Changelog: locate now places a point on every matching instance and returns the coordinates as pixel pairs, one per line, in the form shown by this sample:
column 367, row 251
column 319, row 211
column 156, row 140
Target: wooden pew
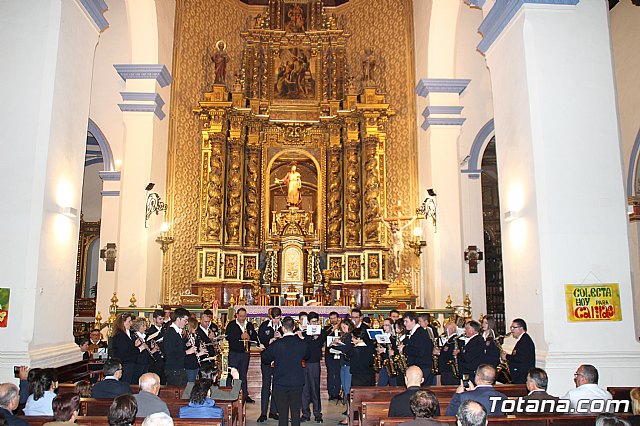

########

_ABOUT THIS TASK_
All of the lines above should be retyped precisely, apart from the pictures.

_EXERCISE OUTPUT_
Changelog: locate now places a point on every matching instance and returns the coordinates as pixel pairs, one per line, in the form shown by this sample:
column 367, row 251
column 319, row 211
column 156, row 140
Target: wooden pew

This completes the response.